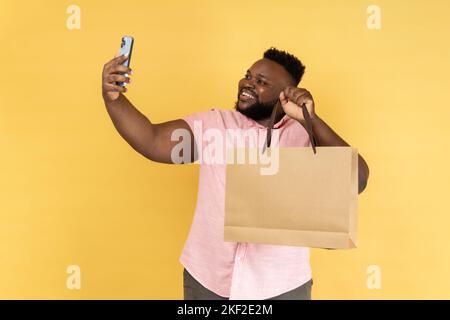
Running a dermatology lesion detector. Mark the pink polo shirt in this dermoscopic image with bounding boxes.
[180,109,311,299]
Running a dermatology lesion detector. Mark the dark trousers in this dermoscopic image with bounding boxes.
[183,269,312,300]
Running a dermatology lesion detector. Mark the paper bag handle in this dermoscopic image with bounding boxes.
[263,99,317,153]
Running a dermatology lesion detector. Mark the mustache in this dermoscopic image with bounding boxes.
[234,98,280,120]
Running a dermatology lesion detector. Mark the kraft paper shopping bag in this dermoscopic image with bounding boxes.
[224,147,358,249]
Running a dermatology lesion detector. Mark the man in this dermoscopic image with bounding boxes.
[102,48,369,299]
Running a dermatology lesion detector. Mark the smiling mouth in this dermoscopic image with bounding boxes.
[239,89,256,101]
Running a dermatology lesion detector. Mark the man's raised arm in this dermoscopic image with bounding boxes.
[102,56,195,163]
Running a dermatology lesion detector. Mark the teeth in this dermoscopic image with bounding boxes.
[242,91,253,98]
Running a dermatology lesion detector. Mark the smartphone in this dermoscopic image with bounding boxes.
[117,36,134,87]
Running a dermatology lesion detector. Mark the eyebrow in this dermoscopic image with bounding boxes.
[247,69,269,80]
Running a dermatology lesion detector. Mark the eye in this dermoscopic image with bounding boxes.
##########
Return each line above that contains the string "paper", matching case exactly.

Running a dermatology lesion detector. Mark the paper bag handle in this dermoscopic image with bounding boxes.
Running a dermatology lesion detector. Mark the kraft paper shopping bag in this dermoscopic image with bounding boxes.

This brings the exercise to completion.